▶ _EXTRACTED DATA_:
=== Section Start ===
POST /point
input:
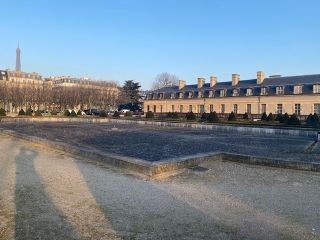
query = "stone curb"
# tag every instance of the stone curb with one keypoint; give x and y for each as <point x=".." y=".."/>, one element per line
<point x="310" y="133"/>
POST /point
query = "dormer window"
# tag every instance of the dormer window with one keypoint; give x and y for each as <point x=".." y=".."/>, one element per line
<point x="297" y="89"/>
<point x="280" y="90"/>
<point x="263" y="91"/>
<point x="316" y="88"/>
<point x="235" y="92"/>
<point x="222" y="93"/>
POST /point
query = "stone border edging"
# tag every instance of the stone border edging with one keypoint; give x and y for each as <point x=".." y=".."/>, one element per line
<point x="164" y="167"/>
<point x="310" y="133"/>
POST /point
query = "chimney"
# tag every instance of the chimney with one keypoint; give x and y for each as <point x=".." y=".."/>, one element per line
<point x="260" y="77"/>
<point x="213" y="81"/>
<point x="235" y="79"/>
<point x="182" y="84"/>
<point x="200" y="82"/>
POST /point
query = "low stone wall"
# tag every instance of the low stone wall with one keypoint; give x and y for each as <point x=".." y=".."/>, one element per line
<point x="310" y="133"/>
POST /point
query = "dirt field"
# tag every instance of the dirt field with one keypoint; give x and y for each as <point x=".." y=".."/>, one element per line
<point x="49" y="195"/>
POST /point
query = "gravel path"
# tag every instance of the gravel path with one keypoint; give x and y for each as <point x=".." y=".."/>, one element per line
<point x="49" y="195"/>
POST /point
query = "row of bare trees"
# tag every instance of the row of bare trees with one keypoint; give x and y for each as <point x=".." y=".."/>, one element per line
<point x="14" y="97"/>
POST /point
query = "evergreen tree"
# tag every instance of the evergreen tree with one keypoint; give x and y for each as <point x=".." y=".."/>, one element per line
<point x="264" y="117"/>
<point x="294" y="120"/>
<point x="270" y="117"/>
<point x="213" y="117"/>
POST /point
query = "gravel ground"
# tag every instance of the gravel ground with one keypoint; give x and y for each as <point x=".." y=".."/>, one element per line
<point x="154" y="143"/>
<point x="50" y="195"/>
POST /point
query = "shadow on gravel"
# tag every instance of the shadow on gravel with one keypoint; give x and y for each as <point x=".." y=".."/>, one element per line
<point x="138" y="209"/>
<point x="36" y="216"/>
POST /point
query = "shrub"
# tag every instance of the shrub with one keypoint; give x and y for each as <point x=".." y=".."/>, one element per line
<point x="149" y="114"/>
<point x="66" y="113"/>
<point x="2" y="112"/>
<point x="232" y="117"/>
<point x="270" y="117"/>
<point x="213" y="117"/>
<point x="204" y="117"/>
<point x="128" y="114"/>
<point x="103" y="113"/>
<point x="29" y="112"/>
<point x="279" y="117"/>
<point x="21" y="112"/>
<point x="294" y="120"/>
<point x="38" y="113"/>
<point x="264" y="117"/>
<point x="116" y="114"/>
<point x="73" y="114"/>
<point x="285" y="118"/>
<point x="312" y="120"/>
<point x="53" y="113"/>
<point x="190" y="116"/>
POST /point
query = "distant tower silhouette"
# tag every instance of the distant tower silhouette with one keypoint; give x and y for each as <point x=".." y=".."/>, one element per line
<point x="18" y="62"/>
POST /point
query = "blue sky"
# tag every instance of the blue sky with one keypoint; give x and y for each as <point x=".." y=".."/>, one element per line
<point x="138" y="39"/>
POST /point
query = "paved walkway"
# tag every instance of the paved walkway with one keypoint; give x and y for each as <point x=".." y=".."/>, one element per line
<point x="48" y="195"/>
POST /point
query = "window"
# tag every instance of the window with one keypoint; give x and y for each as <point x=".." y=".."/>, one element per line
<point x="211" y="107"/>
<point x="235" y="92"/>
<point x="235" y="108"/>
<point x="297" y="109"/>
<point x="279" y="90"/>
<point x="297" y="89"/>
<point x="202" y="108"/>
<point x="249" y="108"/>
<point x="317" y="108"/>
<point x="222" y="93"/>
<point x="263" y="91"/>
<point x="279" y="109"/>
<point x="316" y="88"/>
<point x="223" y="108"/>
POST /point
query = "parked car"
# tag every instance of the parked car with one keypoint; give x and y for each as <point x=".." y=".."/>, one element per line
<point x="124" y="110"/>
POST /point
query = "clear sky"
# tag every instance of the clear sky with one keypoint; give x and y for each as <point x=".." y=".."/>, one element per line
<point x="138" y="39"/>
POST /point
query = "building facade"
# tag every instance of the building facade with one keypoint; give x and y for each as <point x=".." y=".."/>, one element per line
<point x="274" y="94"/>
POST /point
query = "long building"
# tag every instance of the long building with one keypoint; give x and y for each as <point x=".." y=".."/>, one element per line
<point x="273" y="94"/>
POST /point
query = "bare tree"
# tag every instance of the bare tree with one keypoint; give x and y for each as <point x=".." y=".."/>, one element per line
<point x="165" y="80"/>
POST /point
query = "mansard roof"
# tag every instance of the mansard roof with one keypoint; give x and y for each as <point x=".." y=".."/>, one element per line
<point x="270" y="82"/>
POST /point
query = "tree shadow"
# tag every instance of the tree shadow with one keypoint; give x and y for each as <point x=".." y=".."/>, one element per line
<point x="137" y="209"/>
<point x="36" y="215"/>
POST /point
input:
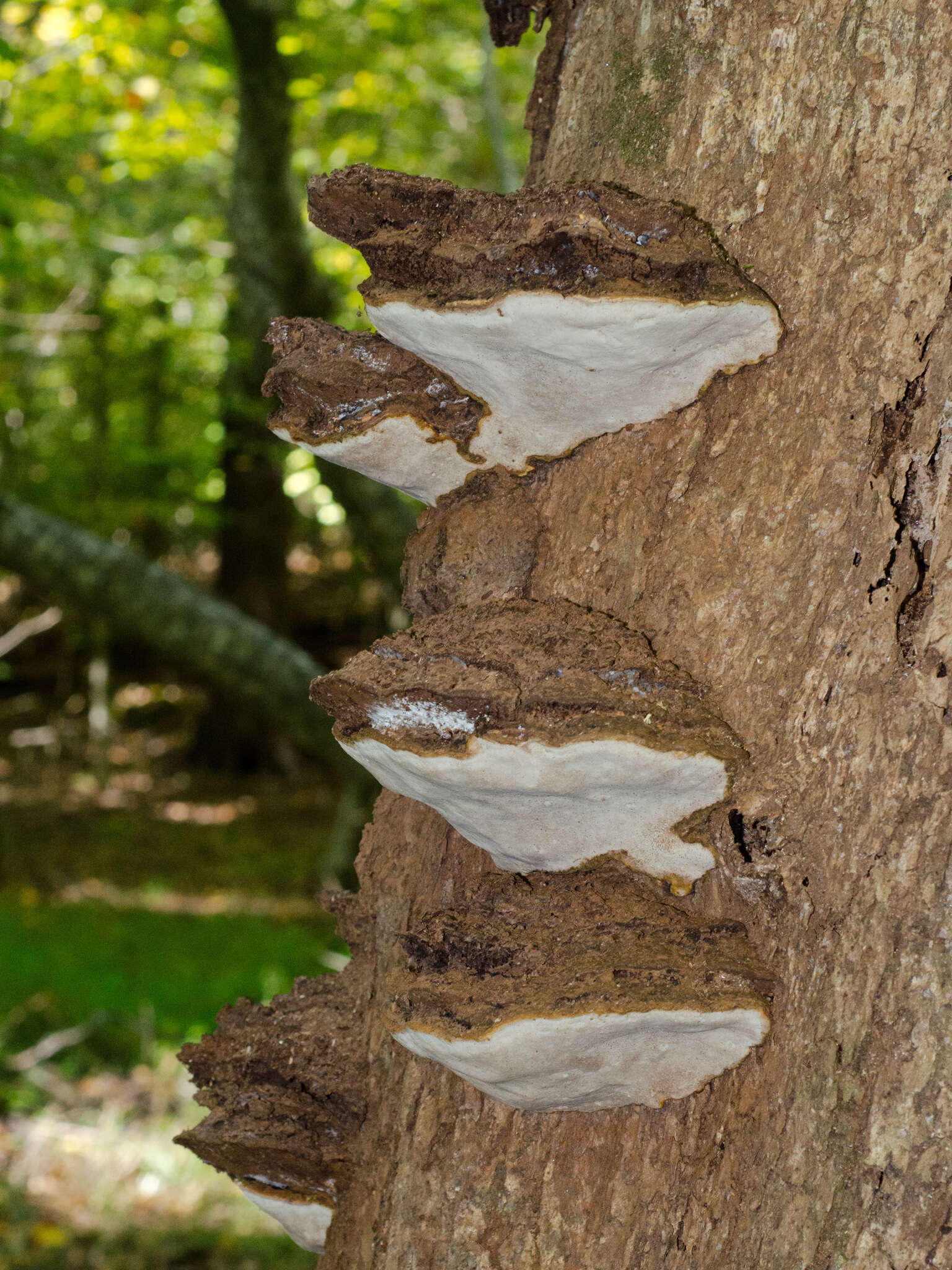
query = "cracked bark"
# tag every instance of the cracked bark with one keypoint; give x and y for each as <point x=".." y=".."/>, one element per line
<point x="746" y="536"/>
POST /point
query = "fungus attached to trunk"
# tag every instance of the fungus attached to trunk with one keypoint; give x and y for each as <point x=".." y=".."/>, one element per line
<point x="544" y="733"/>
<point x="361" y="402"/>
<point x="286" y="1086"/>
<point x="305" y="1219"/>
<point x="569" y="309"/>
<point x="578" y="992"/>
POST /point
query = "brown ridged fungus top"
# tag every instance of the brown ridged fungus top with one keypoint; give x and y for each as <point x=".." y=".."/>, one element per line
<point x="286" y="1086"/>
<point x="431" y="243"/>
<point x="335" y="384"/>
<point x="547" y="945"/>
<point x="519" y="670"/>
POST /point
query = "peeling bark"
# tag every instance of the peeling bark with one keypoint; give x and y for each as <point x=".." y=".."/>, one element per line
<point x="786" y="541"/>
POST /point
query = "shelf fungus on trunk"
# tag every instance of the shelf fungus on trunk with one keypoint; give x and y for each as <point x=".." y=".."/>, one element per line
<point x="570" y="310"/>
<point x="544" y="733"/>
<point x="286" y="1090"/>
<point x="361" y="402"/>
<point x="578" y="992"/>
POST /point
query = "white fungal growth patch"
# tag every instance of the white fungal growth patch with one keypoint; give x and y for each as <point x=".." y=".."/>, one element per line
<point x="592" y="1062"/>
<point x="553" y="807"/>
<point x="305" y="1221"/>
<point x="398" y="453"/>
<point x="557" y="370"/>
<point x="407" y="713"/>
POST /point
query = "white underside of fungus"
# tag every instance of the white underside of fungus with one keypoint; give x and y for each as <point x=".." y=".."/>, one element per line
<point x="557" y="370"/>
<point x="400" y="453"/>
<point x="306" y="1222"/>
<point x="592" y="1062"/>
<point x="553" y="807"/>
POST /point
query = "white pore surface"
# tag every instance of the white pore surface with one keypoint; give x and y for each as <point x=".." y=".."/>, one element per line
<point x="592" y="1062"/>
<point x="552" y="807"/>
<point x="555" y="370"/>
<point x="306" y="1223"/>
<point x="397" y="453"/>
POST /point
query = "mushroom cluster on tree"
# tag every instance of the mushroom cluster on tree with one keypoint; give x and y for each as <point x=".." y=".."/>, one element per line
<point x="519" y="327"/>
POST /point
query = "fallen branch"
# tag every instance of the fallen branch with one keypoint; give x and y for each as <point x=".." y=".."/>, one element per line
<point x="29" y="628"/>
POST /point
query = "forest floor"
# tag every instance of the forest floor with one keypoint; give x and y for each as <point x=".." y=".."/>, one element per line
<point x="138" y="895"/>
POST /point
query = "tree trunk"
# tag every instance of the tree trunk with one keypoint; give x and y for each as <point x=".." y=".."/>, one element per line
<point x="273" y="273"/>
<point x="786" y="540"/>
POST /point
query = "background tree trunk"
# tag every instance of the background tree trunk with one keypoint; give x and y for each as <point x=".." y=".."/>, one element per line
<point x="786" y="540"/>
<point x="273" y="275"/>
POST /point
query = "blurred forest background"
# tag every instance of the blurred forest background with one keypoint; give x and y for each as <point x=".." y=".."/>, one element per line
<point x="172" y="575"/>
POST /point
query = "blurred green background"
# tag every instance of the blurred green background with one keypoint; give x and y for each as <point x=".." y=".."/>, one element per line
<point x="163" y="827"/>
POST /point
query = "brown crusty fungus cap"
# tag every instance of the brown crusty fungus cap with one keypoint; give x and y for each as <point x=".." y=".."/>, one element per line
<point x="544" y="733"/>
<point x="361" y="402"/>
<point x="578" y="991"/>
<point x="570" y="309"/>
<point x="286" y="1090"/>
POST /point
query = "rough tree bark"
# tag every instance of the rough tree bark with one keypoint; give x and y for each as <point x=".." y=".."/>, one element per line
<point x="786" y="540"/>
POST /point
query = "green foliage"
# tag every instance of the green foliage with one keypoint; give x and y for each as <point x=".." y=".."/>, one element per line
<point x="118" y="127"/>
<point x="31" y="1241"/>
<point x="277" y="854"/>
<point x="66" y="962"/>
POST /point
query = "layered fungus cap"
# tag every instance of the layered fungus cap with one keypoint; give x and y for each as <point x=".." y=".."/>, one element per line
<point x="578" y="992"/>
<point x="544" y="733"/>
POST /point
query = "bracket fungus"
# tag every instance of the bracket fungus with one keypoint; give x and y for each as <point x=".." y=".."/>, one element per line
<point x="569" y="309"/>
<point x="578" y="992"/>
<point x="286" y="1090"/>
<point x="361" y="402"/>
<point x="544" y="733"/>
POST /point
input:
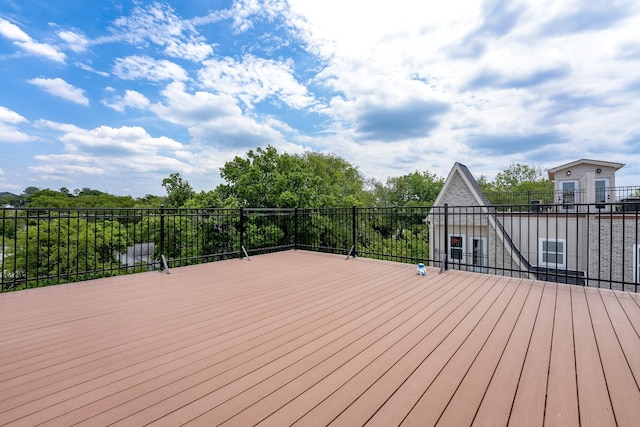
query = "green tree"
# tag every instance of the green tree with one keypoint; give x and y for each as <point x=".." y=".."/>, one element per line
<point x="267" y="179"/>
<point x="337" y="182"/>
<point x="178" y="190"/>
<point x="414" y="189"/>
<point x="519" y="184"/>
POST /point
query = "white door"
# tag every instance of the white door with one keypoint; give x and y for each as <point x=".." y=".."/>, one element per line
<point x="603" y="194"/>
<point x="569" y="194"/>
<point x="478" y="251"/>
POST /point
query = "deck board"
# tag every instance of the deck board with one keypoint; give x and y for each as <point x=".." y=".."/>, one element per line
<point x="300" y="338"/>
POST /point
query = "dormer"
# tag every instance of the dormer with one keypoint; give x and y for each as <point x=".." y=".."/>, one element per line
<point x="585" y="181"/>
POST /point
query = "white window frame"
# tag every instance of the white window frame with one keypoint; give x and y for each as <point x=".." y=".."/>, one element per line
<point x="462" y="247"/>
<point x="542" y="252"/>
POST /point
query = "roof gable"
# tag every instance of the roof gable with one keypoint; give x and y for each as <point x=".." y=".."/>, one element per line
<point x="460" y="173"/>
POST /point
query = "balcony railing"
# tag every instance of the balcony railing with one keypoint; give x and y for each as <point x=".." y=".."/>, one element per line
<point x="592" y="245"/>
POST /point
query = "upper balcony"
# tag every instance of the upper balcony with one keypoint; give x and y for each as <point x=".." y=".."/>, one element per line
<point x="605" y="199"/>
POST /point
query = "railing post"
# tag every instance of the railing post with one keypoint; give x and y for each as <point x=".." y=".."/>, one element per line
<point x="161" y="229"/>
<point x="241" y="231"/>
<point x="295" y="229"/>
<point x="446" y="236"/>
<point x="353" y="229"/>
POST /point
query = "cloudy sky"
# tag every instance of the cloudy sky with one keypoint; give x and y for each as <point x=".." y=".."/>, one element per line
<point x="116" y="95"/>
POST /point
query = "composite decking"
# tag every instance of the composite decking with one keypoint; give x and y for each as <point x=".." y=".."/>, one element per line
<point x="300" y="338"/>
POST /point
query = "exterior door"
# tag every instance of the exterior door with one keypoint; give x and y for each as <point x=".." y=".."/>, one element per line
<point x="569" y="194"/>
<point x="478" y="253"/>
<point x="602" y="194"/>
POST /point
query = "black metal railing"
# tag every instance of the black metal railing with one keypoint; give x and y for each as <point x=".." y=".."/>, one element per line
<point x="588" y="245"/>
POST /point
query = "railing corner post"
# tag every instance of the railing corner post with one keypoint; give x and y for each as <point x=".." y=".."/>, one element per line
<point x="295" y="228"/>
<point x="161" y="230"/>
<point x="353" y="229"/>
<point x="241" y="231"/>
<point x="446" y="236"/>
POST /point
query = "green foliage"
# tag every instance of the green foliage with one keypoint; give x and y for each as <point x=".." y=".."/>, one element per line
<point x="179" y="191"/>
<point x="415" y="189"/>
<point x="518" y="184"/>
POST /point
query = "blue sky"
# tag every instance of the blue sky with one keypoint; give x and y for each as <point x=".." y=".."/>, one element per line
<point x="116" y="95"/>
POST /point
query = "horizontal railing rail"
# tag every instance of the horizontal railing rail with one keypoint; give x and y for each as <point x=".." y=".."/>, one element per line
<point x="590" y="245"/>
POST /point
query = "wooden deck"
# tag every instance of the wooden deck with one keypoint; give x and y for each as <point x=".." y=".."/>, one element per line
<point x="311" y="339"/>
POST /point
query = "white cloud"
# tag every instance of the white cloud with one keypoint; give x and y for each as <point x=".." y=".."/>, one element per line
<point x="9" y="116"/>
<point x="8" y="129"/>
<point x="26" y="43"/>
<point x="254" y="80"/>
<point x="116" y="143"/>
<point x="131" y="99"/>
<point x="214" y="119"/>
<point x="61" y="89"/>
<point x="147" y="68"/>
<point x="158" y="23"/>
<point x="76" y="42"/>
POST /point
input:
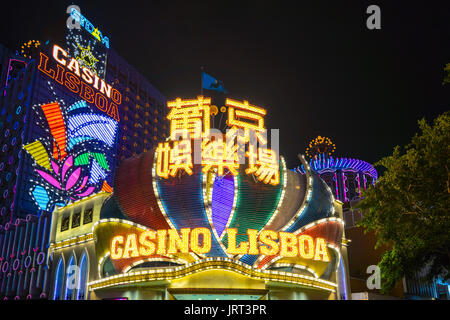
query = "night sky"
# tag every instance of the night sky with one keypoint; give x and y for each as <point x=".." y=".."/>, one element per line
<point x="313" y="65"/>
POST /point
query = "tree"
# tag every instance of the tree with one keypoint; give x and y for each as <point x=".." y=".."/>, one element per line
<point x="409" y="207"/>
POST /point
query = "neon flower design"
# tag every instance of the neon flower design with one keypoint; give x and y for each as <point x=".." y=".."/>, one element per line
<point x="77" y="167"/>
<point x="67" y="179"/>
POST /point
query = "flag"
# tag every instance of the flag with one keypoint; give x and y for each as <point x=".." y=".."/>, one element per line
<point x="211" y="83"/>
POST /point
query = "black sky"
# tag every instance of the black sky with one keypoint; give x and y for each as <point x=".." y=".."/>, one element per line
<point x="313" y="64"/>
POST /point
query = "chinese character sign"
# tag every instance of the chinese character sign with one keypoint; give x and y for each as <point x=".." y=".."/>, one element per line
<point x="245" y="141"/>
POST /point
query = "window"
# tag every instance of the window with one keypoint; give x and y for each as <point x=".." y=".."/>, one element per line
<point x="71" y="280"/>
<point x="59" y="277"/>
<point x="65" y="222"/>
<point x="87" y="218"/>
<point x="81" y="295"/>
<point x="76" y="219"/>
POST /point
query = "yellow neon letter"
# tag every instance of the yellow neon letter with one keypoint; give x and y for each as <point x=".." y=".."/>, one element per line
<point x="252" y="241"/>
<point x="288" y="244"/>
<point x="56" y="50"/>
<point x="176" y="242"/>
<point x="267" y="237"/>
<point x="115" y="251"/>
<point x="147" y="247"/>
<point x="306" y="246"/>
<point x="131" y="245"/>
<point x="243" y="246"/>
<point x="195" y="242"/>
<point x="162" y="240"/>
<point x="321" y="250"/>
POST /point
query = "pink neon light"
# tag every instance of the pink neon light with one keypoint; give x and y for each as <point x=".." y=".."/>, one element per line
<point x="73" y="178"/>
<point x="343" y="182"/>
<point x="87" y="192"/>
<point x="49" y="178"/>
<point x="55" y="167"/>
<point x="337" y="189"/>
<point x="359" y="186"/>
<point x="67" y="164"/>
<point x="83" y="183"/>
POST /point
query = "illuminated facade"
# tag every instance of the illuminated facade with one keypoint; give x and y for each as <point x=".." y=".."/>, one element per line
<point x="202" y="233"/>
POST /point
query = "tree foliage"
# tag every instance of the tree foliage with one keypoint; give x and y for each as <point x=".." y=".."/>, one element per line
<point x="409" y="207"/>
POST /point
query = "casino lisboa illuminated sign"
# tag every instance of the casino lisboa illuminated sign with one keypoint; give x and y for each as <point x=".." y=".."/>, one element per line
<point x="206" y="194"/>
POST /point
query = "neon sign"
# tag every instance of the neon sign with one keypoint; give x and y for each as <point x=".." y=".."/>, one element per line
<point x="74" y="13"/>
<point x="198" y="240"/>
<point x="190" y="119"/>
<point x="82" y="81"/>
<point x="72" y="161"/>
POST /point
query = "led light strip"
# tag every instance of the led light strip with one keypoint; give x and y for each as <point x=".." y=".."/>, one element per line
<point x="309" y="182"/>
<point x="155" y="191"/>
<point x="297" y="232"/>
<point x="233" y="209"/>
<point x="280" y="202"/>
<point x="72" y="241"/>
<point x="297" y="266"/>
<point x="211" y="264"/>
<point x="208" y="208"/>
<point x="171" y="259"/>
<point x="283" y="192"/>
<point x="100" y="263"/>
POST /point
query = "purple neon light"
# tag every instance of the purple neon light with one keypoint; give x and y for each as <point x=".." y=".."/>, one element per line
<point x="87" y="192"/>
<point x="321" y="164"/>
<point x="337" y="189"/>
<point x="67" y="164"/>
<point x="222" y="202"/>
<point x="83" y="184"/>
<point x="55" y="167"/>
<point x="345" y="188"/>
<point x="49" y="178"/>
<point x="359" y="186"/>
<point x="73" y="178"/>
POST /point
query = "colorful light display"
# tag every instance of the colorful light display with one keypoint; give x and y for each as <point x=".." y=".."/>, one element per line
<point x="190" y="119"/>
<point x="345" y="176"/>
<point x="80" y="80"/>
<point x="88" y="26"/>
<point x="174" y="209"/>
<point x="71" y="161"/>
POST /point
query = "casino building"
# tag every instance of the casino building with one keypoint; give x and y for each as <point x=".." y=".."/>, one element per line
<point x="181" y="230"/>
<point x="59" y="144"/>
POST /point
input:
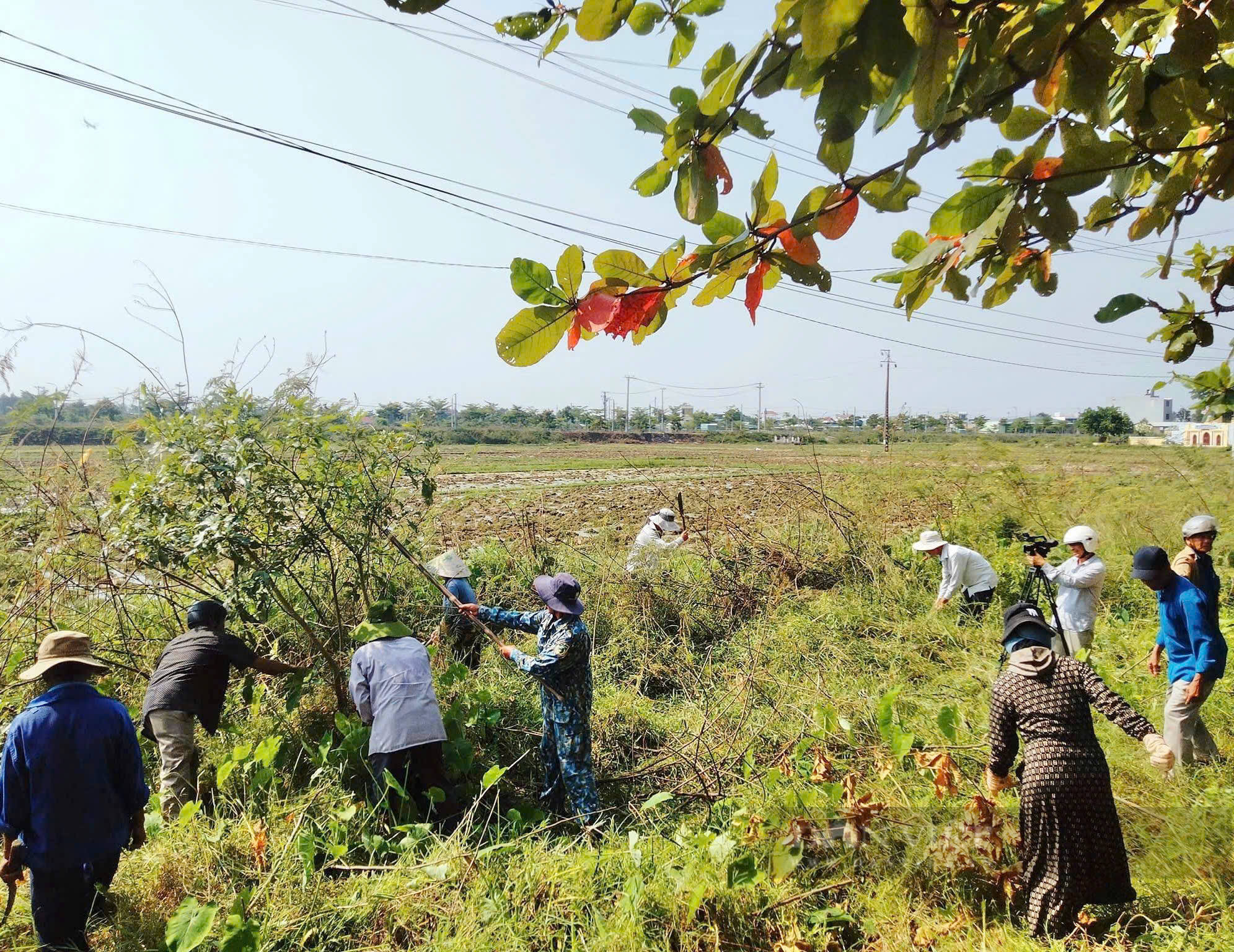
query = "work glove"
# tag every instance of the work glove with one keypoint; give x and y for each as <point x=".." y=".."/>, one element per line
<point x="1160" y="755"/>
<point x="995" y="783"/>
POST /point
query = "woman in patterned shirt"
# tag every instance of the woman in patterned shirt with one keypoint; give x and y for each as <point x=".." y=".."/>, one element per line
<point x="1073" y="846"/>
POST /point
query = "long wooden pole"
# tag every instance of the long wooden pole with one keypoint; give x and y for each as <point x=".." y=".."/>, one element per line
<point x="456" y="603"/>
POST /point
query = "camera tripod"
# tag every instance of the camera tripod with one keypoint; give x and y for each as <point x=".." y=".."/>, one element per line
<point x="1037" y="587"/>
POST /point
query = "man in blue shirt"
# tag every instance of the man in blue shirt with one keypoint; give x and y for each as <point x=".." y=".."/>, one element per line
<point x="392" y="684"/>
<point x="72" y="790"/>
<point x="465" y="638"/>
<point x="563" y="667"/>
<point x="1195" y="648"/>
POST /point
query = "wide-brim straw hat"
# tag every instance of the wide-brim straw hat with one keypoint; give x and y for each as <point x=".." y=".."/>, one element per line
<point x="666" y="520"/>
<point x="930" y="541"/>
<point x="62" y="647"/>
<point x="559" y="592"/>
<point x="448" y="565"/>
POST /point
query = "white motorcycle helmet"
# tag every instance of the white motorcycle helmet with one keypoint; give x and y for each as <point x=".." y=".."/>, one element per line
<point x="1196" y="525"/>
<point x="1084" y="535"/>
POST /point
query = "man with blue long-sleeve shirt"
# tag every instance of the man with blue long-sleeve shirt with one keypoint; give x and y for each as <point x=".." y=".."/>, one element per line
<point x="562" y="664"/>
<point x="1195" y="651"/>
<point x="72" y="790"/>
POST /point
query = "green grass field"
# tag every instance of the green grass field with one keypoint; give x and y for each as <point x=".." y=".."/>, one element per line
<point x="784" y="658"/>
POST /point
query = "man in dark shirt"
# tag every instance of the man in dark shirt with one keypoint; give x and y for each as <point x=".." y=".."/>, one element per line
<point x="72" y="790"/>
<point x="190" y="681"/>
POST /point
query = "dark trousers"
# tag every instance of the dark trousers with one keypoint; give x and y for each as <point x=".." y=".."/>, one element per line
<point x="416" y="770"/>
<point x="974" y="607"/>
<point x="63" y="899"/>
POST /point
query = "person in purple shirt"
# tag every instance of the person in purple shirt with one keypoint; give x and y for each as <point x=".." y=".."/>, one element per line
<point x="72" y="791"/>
=== Section End ===
▶ _EXERCISE DESCRIPTION_:
Exactly and only the lines from the line containing "# tag every instance of the dark" through the final line of the records above must be returned.

▶ _ANSWER BOX_:
# tag every instance of the dark trousers with one keypoint; give x and y for each as <point x=".." y=".."/>, one element per line
<point x="416" y="770"/>
<point x="974" y="607"/>
<point x="63" y="899"/>
POST /point
query = "person in purple shirt"
# tag every instance of the person in purple shirt with one keypoint; give x and y for each as <point x=".." y=".."/>, one element per line
<point x="72" y="791"/>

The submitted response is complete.